Your goal: Please list each line in the data below that contains the string "utility".

Coordinate labeling data:
+ + + +
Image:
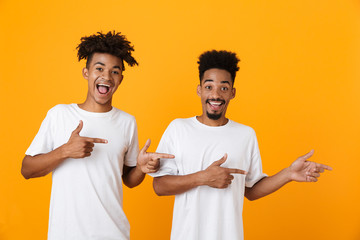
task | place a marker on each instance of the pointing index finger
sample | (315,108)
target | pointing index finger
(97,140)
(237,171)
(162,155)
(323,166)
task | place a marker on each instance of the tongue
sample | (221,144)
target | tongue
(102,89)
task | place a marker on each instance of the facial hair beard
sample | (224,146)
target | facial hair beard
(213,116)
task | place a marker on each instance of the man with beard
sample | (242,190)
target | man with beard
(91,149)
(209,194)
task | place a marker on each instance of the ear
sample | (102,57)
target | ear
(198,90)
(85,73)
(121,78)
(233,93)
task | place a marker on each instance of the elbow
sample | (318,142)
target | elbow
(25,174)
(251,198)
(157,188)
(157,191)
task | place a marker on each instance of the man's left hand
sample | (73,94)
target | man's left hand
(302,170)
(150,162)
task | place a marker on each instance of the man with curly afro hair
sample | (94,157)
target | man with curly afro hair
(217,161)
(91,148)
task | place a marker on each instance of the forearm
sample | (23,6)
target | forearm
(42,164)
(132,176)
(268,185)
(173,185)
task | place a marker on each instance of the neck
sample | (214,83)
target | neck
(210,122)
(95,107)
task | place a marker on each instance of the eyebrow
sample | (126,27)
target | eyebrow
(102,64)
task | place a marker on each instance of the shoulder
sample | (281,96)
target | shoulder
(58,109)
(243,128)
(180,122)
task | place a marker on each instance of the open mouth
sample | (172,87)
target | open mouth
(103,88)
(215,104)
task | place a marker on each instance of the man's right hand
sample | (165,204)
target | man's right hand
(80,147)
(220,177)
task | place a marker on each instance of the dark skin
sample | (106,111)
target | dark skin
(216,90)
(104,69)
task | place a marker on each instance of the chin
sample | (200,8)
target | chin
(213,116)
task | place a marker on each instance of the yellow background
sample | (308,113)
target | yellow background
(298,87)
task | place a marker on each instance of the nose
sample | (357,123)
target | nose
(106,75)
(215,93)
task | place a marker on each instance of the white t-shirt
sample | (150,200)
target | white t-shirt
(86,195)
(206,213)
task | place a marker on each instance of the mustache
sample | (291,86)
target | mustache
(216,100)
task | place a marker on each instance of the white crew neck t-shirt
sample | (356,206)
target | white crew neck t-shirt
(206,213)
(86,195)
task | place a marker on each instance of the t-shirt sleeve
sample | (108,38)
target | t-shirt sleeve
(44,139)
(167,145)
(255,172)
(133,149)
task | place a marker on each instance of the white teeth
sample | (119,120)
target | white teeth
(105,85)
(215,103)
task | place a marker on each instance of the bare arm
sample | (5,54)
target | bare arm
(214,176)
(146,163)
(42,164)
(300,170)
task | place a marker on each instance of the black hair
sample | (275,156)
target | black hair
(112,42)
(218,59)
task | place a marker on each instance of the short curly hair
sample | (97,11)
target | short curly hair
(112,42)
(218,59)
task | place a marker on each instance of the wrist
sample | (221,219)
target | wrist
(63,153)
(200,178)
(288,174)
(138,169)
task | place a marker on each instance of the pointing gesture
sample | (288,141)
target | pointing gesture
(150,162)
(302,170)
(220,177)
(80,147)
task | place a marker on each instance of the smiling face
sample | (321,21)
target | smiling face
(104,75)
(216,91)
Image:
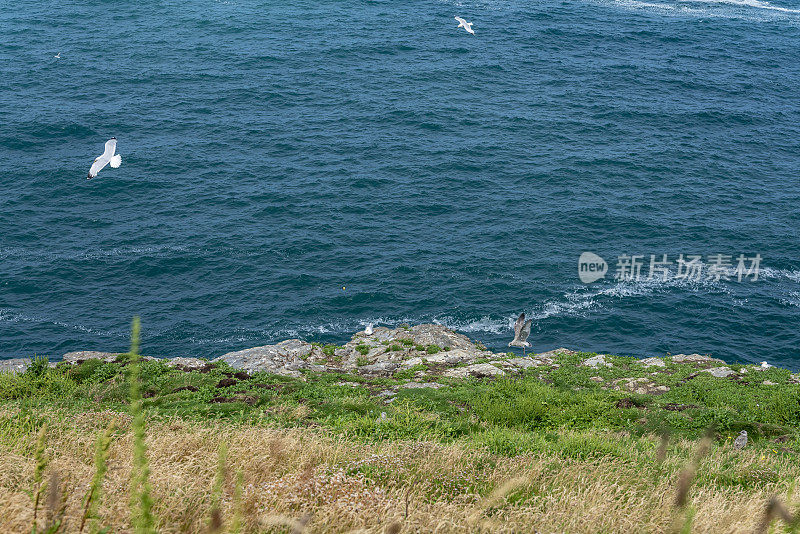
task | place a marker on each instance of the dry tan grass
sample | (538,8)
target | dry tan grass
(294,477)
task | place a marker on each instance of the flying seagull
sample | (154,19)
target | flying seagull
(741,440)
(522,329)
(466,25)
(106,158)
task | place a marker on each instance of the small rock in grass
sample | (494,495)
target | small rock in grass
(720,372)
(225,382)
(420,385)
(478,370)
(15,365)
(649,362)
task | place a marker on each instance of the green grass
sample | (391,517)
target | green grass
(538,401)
+ + + +
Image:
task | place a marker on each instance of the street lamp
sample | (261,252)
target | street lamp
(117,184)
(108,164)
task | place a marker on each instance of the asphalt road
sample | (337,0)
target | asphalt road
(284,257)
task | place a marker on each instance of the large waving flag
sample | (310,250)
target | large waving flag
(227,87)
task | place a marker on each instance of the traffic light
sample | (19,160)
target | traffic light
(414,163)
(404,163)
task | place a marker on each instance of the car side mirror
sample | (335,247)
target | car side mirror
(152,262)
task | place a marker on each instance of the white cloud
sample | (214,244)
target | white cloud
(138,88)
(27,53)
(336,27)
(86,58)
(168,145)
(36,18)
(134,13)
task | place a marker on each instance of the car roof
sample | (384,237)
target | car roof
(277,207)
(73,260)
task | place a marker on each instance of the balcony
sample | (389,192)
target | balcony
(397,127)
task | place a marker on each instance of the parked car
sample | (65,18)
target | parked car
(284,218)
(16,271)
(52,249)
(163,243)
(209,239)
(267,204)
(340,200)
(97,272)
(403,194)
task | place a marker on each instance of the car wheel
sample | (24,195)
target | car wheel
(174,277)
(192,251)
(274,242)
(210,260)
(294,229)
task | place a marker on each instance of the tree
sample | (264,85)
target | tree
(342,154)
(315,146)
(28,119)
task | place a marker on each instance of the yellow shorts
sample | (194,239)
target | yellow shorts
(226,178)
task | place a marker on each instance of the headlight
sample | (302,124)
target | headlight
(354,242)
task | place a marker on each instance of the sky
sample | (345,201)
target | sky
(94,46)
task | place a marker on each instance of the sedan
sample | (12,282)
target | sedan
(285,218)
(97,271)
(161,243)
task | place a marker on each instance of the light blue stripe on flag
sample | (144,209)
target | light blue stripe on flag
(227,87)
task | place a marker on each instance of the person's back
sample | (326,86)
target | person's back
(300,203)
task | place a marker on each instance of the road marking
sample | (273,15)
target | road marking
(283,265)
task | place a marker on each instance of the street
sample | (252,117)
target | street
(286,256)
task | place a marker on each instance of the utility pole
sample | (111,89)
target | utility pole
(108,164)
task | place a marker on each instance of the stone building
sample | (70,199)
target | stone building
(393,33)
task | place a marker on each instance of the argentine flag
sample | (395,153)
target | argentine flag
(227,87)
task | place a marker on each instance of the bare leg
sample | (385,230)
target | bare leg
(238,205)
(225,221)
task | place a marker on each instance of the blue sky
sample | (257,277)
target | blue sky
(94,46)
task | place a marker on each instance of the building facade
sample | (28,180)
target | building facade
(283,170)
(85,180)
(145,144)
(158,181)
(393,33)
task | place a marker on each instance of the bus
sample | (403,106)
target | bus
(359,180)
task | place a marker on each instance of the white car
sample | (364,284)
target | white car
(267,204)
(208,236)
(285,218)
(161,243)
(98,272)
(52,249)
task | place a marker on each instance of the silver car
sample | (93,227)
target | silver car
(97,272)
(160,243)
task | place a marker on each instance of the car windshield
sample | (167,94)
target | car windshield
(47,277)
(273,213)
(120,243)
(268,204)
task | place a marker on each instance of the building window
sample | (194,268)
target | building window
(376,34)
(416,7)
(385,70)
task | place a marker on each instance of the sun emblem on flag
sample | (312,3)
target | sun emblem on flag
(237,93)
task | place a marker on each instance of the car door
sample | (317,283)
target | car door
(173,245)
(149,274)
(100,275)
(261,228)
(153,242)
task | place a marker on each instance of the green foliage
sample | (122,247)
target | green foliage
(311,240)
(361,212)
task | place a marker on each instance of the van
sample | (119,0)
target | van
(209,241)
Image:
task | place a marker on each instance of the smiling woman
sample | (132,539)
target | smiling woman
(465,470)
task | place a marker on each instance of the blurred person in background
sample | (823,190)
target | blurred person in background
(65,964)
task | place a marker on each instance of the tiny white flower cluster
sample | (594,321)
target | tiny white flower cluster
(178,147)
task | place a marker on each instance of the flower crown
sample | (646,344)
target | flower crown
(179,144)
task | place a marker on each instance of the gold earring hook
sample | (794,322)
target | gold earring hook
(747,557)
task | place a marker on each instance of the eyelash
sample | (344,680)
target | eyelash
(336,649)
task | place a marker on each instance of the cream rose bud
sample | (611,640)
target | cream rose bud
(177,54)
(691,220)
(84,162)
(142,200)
+ + + +
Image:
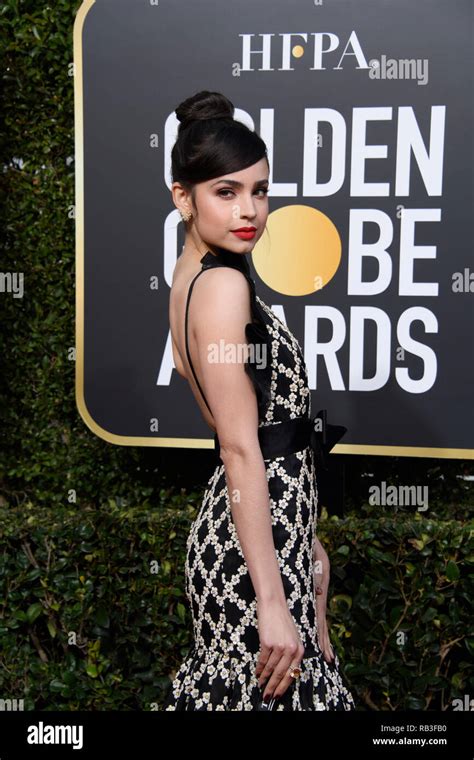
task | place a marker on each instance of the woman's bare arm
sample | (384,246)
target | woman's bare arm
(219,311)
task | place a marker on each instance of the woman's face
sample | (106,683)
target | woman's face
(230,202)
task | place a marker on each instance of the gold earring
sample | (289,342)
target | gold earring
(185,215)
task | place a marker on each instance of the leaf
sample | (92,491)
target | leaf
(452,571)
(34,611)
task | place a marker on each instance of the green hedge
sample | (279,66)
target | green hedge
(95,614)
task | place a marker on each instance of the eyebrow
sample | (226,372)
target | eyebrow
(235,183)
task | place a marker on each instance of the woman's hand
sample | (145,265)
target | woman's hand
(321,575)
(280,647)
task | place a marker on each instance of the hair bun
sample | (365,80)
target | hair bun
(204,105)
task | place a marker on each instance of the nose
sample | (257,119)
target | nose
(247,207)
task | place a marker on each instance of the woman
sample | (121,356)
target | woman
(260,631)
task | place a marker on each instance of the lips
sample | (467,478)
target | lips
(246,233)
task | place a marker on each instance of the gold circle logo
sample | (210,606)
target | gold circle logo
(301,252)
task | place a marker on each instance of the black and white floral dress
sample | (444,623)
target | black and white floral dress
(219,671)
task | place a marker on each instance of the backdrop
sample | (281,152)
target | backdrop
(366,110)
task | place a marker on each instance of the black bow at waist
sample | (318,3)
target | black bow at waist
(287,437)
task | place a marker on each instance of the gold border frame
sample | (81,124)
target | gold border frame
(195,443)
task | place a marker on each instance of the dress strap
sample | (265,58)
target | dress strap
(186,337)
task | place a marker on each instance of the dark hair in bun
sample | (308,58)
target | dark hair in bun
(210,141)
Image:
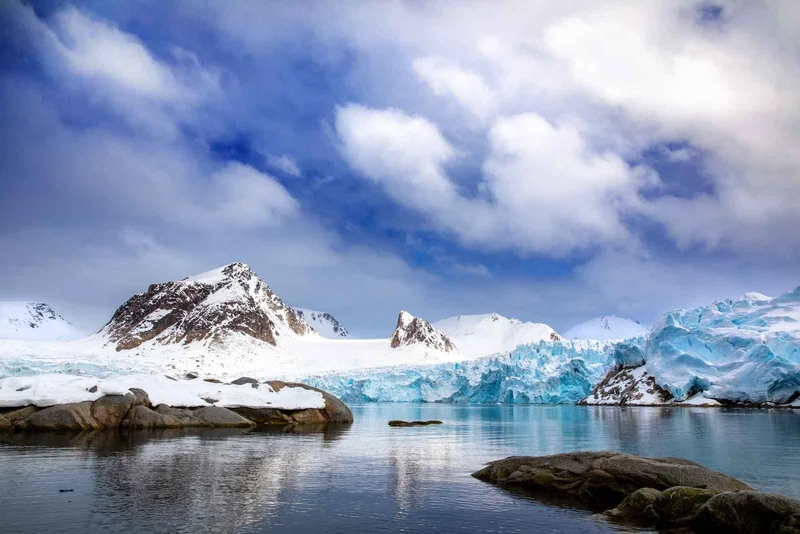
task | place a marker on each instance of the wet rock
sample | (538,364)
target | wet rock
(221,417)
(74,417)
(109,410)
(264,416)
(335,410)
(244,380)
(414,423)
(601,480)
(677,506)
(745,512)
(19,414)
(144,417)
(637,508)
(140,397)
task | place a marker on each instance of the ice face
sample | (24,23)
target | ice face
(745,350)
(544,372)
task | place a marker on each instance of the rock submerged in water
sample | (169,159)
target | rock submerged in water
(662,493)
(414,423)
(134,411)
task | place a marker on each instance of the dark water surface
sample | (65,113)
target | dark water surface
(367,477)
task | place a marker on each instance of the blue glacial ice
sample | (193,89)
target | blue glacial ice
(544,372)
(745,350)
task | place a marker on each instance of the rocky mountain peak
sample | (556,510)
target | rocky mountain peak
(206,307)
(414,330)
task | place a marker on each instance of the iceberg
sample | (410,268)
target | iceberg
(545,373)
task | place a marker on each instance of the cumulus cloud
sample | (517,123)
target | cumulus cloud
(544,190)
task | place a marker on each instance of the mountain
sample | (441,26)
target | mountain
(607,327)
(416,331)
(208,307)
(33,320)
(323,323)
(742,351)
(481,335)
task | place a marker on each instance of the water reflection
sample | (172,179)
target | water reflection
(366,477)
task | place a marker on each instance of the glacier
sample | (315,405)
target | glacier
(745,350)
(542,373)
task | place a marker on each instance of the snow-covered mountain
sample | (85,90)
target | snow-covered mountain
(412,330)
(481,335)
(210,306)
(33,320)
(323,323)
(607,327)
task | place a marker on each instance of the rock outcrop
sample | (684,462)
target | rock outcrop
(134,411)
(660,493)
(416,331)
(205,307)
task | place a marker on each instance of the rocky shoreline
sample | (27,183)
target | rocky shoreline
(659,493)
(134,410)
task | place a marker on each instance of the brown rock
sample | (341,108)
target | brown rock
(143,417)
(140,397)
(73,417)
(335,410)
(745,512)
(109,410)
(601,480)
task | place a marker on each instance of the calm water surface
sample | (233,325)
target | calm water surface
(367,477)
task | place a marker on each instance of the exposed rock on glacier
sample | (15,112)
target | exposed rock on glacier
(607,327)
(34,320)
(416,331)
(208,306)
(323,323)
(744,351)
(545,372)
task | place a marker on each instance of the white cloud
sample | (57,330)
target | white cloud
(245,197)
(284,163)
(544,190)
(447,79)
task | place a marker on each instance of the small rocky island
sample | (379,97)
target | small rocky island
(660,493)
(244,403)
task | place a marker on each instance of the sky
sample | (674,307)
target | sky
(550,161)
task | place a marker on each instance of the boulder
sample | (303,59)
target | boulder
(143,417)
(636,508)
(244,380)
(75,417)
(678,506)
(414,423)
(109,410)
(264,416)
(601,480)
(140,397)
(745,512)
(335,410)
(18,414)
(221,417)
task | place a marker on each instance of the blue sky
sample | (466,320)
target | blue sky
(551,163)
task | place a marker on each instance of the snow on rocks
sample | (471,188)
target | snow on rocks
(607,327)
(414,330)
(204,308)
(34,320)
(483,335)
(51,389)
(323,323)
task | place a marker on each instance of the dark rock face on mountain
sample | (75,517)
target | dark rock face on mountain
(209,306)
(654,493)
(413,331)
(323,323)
+ + + +
Written answer:
task | place a marker on each instance of the utility pole
target | utility pole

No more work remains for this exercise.